## Data:
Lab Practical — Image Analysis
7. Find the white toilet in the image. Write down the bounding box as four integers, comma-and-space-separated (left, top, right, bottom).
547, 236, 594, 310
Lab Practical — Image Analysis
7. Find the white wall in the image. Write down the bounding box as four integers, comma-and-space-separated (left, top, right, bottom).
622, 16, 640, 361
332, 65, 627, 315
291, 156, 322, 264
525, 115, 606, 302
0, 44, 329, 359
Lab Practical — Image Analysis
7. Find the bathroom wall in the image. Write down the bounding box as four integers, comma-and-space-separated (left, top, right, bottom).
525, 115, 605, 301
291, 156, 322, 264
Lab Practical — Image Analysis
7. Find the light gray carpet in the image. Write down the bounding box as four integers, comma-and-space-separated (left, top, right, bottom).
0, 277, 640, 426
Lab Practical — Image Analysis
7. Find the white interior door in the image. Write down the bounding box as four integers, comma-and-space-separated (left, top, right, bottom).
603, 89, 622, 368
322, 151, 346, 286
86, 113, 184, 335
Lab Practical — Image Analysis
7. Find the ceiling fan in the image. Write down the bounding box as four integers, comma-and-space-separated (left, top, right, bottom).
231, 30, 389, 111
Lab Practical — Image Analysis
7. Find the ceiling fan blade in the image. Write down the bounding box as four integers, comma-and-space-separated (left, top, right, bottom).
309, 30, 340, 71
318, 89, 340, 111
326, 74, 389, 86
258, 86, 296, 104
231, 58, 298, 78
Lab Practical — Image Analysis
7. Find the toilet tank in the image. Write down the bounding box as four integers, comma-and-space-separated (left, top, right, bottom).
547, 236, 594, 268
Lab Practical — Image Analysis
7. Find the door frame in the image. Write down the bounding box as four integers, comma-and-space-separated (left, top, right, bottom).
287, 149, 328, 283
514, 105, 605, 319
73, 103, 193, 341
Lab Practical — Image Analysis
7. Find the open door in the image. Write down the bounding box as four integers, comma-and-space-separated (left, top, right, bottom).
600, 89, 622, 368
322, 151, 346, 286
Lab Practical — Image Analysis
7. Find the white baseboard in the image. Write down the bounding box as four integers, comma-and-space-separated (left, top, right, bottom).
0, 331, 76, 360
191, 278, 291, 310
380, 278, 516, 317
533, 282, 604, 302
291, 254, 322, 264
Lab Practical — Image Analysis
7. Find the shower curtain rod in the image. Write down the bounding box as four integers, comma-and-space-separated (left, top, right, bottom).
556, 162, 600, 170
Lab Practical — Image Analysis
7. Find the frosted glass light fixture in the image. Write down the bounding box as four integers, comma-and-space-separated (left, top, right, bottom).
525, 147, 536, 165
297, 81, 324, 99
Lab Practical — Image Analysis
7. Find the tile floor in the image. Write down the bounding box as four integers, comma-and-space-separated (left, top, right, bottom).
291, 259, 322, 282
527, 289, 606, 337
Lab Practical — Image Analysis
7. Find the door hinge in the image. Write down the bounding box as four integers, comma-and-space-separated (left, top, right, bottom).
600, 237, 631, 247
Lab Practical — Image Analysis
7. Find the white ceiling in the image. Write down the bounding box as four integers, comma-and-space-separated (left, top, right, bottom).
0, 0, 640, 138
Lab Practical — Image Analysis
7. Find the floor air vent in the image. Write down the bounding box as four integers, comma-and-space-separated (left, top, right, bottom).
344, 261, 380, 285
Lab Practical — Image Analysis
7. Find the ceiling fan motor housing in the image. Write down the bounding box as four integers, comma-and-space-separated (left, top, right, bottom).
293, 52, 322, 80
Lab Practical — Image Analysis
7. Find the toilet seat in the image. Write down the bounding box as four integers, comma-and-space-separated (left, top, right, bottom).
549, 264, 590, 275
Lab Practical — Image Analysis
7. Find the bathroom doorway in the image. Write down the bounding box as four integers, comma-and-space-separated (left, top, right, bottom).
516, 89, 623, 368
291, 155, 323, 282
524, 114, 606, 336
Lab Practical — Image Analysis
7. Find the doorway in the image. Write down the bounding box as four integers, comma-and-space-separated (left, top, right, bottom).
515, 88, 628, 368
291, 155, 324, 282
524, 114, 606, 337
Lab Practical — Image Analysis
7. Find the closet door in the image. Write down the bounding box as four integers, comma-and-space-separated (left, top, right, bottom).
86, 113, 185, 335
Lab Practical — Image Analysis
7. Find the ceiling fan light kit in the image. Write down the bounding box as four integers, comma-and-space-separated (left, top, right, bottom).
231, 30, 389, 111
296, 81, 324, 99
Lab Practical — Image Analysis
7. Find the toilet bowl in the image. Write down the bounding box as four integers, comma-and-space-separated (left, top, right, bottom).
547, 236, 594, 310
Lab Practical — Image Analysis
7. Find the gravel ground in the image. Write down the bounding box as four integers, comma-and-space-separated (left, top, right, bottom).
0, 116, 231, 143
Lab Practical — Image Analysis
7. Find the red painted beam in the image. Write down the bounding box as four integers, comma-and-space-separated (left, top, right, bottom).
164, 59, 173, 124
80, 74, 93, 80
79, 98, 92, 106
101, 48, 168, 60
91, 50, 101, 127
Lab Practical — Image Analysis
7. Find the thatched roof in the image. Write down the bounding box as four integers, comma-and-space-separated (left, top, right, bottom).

## Given exercise:
Count the lines in the rows above that contain the word "bathroom", and reply with that number alone.

## Correct result:
2